** Tarea breve 1 **
Extrae del listado que aparece más abajo cada línea que contenga la palabra "water". Ten en cuenta las mayúsculas y minúsculas.

** Texto proporcionado **
----

Segunda
Feria, 10 de junio
BEATO
JUAN DOMINICI
Cardenal
y Arzobispo de Croacia
(†
1420)
“El
hombre tiene un alma generosa, y se deja convencer más fácilmente
por la dulzura, que por el rigor”
Breve
Juan
Domínici fué un cardenal insigne, cuya labor hace recordar, la del
cardenal Carlos Borromeo, un siglo después, por su exquisita
diplomacia, y poderoso sentido común, en medio de un tormentoso
momento, cual fué el Cisma de Occidente, con tres Papas en
discordia. Su decisiva intervención personal, ayudó a poner fin de
manera pacífica, a la controversia.
Juan
Domínici vió con claridad, la peligrosidad de las doctrinas de Jan
Hus en Bohemia, y de Juan Wiclef de Inglaterra. Ambos cuestionaban la
autoridad eclesiástica y del Papado; y en particular el segundo,
negaba además la transustanciación de la Eucaristía. Fueron los
precursores, cien años antes, del Protestantismo.
La
venta de indulgencias, y el lujo en el estilo de vida en Roma,
ayudaron indudablemente a su germinación. Los violentos e
inaceptables hechos posteriores, como la ejecución de Jan Hus en la
hoguera, y luego la quema de los restos mortales de Wiclef,
convencieron a muchos en aquellas regiones, de tomar el equivocado
camino del Cisma Protestante, tiempo después. Por estos hechos, el
Papa Paulo VI pidió perdón, luego del Concilio Vaticano II.

----

** Tarea breve 2 **
Extrae completo el texto sobre el beato Juan Dominici que aparece arriba, sin cambiar nada.

----

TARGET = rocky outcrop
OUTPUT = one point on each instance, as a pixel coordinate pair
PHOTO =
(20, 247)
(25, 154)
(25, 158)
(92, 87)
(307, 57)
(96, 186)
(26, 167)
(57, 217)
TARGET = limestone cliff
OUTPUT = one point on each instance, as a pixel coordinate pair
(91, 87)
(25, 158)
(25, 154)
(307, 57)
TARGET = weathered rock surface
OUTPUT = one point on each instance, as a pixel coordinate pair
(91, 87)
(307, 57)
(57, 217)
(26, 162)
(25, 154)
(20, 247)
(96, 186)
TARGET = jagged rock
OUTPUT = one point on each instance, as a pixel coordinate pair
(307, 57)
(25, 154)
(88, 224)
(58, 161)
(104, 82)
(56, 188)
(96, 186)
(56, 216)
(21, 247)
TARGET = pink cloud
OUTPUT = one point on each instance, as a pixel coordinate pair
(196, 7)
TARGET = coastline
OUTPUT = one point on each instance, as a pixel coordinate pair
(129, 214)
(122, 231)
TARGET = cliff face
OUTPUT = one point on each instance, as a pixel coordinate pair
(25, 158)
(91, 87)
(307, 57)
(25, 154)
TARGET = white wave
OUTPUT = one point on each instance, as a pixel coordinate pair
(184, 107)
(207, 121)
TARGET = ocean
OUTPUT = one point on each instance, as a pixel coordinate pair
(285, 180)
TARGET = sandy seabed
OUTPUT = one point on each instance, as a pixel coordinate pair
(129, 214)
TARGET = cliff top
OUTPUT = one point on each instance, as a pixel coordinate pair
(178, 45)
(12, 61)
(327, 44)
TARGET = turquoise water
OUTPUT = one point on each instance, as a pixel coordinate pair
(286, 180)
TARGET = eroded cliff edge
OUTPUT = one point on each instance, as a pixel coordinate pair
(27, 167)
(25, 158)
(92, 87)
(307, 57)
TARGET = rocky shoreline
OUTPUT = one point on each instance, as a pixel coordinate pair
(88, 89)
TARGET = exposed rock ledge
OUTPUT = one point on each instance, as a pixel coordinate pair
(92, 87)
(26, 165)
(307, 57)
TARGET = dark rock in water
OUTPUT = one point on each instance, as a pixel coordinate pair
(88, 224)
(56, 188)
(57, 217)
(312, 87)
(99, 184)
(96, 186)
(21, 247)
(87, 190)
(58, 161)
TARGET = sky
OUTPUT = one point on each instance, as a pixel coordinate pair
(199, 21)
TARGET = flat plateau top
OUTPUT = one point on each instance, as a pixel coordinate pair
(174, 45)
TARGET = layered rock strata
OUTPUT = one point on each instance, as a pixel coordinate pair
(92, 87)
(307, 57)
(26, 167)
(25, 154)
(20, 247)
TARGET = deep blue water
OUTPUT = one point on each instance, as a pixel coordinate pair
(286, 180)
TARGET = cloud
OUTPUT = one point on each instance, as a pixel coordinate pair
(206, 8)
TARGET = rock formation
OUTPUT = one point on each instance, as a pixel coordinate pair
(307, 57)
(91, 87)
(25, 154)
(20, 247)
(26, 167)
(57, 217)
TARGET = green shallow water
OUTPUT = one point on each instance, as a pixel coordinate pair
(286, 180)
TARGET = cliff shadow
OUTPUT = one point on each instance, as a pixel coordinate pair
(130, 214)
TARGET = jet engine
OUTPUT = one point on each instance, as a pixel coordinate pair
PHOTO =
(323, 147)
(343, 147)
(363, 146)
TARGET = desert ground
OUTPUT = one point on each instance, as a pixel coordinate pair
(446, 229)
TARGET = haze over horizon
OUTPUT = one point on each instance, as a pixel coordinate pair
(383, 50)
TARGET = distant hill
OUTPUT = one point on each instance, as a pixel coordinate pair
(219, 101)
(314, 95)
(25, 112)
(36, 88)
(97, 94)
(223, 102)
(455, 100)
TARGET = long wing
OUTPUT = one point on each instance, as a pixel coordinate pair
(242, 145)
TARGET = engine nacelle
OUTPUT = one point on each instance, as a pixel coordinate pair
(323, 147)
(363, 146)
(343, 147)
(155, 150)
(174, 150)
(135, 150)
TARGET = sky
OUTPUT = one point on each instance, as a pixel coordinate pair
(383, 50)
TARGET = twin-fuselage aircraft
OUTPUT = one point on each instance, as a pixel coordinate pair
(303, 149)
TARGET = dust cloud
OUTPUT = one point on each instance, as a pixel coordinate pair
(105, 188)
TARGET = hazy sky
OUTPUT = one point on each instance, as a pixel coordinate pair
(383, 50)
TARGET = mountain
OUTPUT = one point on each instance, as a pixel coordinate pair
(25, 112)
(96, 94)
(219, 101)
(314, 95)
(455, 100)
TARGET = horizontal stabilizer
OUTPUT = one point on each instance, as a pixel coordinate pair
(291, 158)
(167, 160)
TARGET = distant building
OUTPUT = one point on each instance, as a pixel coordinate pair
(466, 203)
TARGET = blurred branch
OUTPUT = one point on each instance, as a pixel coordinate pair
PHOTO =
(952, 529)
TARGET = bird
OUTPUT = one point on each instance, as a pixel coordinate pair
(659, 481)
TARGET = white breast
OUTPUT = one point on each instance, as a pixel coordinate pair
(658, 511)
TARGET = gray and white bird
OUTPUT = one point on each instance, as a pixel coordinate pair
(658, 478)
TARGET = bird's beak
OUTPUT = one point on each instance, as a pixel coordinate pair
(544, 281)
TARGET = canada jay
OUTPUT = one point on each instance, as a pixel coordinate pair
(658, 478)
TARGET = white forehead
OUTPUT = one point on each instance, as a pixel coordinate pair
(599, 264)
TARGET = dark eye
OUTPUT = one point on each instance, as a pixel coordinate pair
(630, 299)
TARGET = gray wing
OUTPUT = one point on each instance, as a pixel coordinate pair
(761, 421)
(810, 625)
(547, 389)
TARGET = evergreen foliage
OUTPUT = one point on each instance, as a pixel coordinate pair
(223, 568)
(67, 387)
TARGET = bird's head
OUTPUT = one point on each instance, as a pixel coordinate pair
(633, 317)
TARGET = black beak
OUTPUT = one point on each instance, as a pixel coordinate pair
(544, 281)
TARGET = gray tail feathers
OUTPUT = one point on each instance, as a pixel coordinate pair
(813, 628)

----

** Solución del ejercicio 1 **
TARGET = turquoise water
TARGET = dark rock in water
TARGET = deep blue water
TARGET = green shallow water

** Solución del ejercicio 2 **
Segunda
Feria, 10 de junio
BEATO
JUAN DOMINICI
Cardenal
y Arzobispo de Croacia
(†
1420)
“El
hombre tiene un alma generosa, y se deja convencer más fácilmente
por la dulzura, que por el rigor”
Breve
Juan
Domínici fué un cardenal insigne, cuya labor hace recordar, la del
cardenal Carlos Borromeo, un siglo después, por su exquisita
diplomacia, y poderoso sentido común, en medio de un tormentoso
momento, cual fué el Cisma de Occidente, con tres Papas en
discordia. Su decisiva intervención personal, ayudó a poner fin de
manera pacífica, a la controversia.
Juan
Domínici vió con claridad, la peligrosidad de las doctrinas de Jan
Hus en Bohemia, y de Juan Wiclef de Inglaterra. Ambos cuestionaban la
autoridad eclesiástica y del Papado; y en particular el segundo,
negaba además la transustanciación de la Eucaristía. Fueron los
precursores, cien años antes, del Protestantismo.
La
venta de indulgencias, y el lujo en el estilo de vida en Roma,
ayudaron indudablemente a su germinación. Los violentos e
inaceptables hechos posteriores, como la ejecución de Jan Hus en la
hoguera, y luego la quema de los restos mortales de Wiclef,
convencieron a muchos en aquellas regiones, de tomar el equivocado
camino del Cisma Protestante, tiempo después. Por estos hechos, el
Papa Paulo VI pidió perdón, luego del Concilio Vaticano II.